▶ Recorded information:
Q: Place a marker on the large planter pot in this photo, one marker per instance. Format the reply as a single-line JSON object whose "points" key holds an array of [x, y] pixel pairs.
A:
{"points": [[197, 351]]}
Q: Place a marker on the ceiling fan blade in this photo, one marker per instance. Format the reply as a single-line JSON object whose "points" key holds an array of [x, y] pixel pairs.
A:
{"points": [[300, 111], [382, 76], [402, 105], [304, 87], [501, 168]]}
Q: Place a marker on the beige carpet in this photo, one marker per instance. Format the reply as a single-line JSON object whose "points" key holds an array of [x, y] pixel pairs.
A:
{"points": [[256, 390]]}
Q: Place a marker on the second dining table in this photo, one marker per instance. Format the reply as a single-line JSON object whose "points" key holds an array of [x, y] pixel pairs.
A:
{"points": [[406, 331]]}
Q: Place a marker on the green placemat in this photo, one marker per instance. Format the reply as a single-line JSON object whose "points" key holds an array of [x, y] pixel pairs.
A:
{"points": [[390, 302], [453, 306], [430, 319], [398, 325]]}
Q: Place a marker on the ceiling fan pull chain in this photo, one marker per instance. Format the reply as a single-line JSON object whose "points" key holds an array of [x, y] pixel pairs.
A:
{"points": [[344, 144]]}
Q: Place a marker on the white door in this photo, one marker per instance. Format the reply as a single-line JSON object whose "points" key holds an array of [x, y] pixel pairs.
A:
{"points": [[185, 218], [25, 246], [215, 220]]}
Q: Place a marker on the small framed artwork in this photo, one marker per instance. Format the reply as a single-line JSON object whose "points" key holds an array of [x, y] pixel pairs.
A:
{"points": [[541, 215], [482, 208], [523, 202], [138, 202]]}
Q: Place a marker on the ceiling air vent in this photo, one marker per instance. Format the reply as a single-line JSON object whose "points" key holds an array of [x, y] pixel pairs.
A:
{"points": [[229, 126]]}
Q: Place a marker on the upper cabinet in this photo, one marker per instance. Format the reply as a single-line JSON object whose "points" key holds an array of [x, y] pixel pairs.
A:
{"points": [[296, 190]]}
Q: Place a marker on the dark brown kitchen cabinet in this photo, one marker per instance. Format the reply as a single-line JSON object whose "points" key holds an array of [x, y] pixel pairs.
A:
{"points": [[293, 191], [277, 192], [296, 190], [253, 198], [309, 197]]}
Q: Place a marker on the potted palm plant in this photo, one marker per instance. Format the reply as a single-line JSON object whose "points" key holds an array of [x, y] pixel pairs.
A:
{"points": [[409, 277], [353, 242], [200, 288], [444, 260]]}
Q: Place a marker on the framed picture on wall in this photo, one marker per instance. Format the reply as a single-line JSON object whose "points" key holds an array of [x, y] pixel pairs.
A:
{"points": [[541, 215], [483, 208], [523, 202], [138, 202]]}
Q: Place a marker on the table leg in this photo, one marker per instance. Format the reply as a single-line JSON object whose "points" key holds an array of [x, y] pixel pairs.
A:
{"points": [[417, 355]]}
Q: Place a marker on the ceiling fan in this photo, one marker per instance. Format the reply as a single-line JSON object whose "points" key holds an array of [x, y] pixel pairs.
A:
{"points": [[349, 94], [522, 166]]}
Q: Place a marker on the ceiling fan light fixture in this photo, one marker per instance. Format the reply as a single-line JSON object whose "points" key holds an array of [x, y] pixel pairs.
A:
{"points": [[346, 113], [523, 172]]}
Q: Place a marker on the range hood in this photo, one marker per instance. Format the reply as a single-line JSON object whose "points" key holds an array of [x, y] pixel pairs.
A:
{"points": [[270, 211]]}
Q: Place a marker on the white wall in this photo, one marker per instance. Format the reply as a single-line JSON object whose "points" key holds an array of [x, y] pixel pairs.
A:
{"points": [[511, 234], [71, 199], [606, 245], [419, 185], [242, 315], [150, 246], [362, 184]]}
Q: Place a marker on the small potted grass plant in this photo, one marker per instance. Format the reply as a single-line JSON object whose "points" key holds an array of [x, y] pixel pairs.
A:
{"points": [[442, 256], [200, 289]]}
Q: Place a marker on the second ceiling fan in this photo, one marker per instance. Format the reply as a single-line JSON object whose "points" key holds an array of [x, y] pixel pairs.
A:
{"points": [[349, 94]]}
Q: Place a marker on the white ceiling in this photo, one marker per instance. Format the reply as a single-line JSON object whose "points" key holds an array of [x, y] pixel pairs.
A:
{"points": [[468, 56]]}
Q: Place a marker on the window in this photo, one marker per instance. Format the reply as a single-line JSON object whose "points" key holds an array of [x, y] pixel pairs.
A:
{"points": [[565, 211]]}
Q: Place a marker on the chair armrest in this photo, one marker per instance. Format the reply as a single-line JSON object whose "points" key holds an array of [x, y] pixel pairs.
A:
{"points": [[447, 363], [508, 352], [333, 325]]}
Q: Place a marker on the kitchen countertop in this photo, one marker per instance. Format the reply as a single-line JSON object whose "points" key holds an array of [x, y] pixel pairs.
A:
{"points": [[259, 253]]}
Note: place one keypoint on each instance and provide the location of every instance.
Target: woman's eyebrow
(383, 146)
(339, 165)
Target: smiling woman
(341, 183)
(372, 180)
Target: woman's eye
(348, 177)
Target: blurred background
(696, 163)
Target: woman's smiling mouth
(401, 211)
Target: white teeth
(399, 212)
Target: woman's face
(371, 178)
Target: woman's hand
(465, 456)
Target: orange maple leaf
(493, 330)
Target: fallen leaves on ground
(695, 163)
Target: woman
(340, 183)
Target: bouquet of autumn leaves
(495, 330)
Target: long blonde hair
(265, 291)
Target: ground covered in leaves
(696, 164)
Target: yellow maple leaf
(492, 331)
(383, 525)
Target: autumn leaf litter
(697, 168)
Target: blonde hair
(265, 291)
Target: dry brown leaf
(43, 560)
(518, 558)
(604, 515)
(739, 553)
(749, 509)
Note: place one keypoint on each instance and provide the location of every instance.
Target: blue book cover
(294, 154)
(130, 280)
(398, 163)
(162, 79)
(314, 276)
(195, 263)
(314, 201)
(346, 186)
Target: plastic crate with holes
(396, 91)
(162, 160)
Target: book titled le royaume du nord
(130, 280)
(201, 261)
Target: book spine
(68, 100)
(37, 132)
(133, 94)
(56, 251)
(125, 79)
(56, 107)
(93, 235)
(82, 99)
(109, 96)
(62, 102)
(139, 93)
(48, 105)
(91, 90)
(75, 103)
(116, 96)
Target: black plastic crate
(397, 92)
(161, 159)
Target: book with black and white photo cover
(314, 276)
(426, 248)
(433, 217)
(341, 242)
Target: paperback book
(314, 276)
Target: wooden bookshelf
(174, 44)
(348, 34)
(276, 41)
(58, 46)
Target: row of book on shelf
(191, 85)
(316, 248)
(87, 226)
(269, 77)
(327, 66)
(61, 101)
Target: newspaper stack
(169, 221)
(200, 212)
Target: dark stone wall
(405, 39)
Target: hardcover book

▶ Task instructions: Repeat the listing above without any change.

▶ Worked solution:
Q: Place a marker on the large planter pot in this photo, one marker per instance. Format the reply as a single-line JSON object whose "points" key holds an array of [x, y] pixel pairs.
A:
{"points": [[197, 351]]}
Q: Place a marker on the ceiling fan blade in this photo, one marker per instance. Format the reply as a single-line JSON object whose "points" key holds an array of [x, y] pixel pairs.
A:
{"points": [[300, 111], [382, 76], [402, 105], [304, 87], [501, 168]]}
Q: Place a marker on the beige carpet in this photo, one marker per instance. Format the reply as a single-line JSON object whose "points" key holds an array of [x, y] pixel pairs.
A:
{"points": [[256, 390]]}
Q: Place a marker on the second dining table in this photo, one marker per instance. Format the reply as a single-line JSON object whose "points" key holds an array of [x, y] pixel pairs.
A:
{"points": [[406, 331]]}
Q: Place a marker on the green placemat in this photo, one marker per instance. Format the reply as a single-line JSON object whose "points" key holds an array of [x, y] pixel pairs.
A:
{"points": [[390, 302], [453, 306], [430, 319], [398, 325]]}
Q: Place a marker on the ceiling fan pull chain in this photo, one marker per instance. Format the reply as a single-line JSON object whose "points" key holds an array of [x, y] pixel pairs.
A:
{"points": [[344, 144]]}
Q: Place a marker on the white door in this photo, one marker per instance. Format the reply as a single-line JSON object whose "points" key holds an array of [x, y] pixel pairs.
A:
{"points": [[185, 218], [25, 246], [215, 220]]}
Q: Place a marker on the small framed artwork in this photo, one marker per instance. Format the reply as a single-line JSON object whose "points" key holds an array of [x, y] pixel pairs.
A:
{"points": [[541, 215], [482, 208], [523, 202], [138, 202]]}
Q: Place a marker on the ceiling air vent in this photo, one marker per instance. Format the reply as a single-line JSON object whose "points" key holds an array of [x, y] pixel pairs.
A:
{"points": [[229, 126]]}
Q: Place a marker on the upper cabinet in this photo, one marker per instance. Format the reply as a single-line JSON object whose "points" key holds an array of [x, y] pixel pairs.
A:
{"points": [[296, 190]]}
Q: Place a marker on the dark brown kitchen cabinet in this photo, one marker per instance. Format the reply as a single-line JSON object whose "points" key holds an array of [x, y] pixel pairs.
A:
{"points": [[293, 191], [277, 192], [296, 190], [253, 198], [309, 197]]}
Q: Place a marker on the potted palm plant in this photo, one marker per instance. Format the reply as a single-line JSON object whose "points" key holds an array of [x, y] pixel pairs.
A:
{"points": [[409, 277], [353, 242], [200, 288], [444, 260]]}
Q: Place a marker on the framed picture on wall in this photo, one marker per instance. Format the reply as a single-line JSON object whose "points" key holds an array of [x, y] pixel pairs.
A:
{"points": [[541, 215], [483, 208], [523, 202], [138, 202]]}
Q: Place a marker on the table leg in this photo, one marker per instance. Format the reply as a single-line JSON object whose "points" key holds an array of [x, y] pixel pairs.
A:
{"points": [[417, 355]]}
Q: Place a marker on the ceiling fan in this photo, one marker per instance. Format the reply as a single-line JSON object whose "points" key holds an array of [x, y] pixel pairs.
A:
{"points": [[349, 94], [522, 166]]}
Q: Place a marker on the ceiling fan light fixture in this photo, one marker per instance. Format the reply as a single-line JSON object whose "points" key holds an array of [x, y] pixel pairs.
A:
{"points": [[346, 113], [523, 172]]}
Q: Place a marker on the range hood in this photo, one marker per instance. Format the reply as a single-line JSON object whose "points" key holds an array of [x, y] pixel pairs.
A:
{"points": [[270, 211]]}
Q: Place a marker on the white wall in this photo, one marker per instance. Format the reply as a single-line JSON object whose "points" key holds an array of [x, y] pixel pairs.
A:
{"points": [[511, 234], [71, 199], [606, 245], [419, 185], [242, 315], [150, 246], [362, 184]]}
Q: Place a marker on the small potted grass plant in this photo, one marker per instance. Format the reply as a single-line JSON object whose "points" key holds an array of [x, y] pixel pairs.
A:
{"points": [[442, 256], [200, 289]]}
Q: Place a marker on the second ceiling fan in this photo, one marker per instance. Format the reply as a single-line JSON object whose "points" key holds an array of [x, y] pixel pairs.
A:
{"points": [[349, 94]]}
Q: Place a marker on the white ceiling in this photo, one marker per instance. Format the reply as a single-line JSON object whose "points" key holds an array of [x, y] pixel pairs.
A:
{"points": [[468, 56]]}
Q: Place a marker on the window in this photo, one marker per instance. Format the reply as a single-line JSON object whose "points" key holds an array of [x, y] pixel pairs.
A:
{"points": [[565, 211]]}
Q: Place a marker on the chair armrest in this photo, one marker per instance. Format the reply as a single-line JSON object whose "points" key holds an array of [x, y] pixel pairs.
A:
{"points": [[447, 363], [508, 352], [333, 325]]}
Q: Place a marker on the kitchen countertop in this photo, one marker per instance. Format the reply as a single-line JSON object whose "points" key holds an array of [x, y] pixel pairs.
A:
{"points": [[259, 253]]}
Note: place one keypoint on each instance and provide the location of every instance.
Target: woman's eyebrow
(383, 146)
(339, 165)
Target: smiling woman
(341, 183)
(372, 180)
Target: woman's eye
(348, 177)
Target: blurred background
(696, 163)
Target: woman's smiling mouth
(401, 211)
Target: white teeth
(399, 212)
Target: woman's face
(371, 178)
Target: woman's hand
(465, 456)
Target: orange maple leaf
(493, 330)
Target: fallen leaves on ground
(695, 163)
Target: woman
(340, 183)
Target: bouquet of autumn leaves
(495, 330)
Target: long blonde hair
(265, 291)
Target: ground covered in leaves
(696, 164)
Target: yellow maple leaf
(492, 331)
(383, 525)
Target: autumn leaf litter
(697, 168)
Target: blonde hair
(265, 291)
Target: dry brown leaf
(43, 560)
(518, 558)
(604, 515)
(739, 553)
(749, 509)
Note: place one keypoint on each instance and provide the location of every instance.
Target: blue book cover
(294, 154)
(130, 280)
(398, 163)
(162, 79)
(314, 276)
(195, 263)
(314, 201)
(346, 186)
Target: plastic crate with holes
(396, 91)
(162, 160)
Target: book titled le royaume du nord
(130, 280)
(201, 261)
Target: book spine
(68, 100)
(37, 132)
(133, 94)
(56, 251)
(125, 79)
(56, 107)
(93, 235)
(82, 99)
(109, 96)
(62, 102)
(139, 93)
(48, 105)
(91, 90)
(75, 103)
(116, 96)
Target: black plastic crate
(397, 92)
(161, 159)
Target: book with black and white photo cover
(314, 276)
(426, 248)
(433, 217)
(341, 242)
Target: paperback book
(314, 276)
Target: wooden bookshelf
(174, 44)
(348, 34)
(276, 41)
(58, 46)
Target: row of book on shelf
(191, 85)
(316, 248)
(87, 226)
(269, 77)
(327, 66)
(61, 101)
Target: newspaper stack
(169, 221)
(200, 212)
Target: dark stone wall
(405, 39)
Target: hardcover book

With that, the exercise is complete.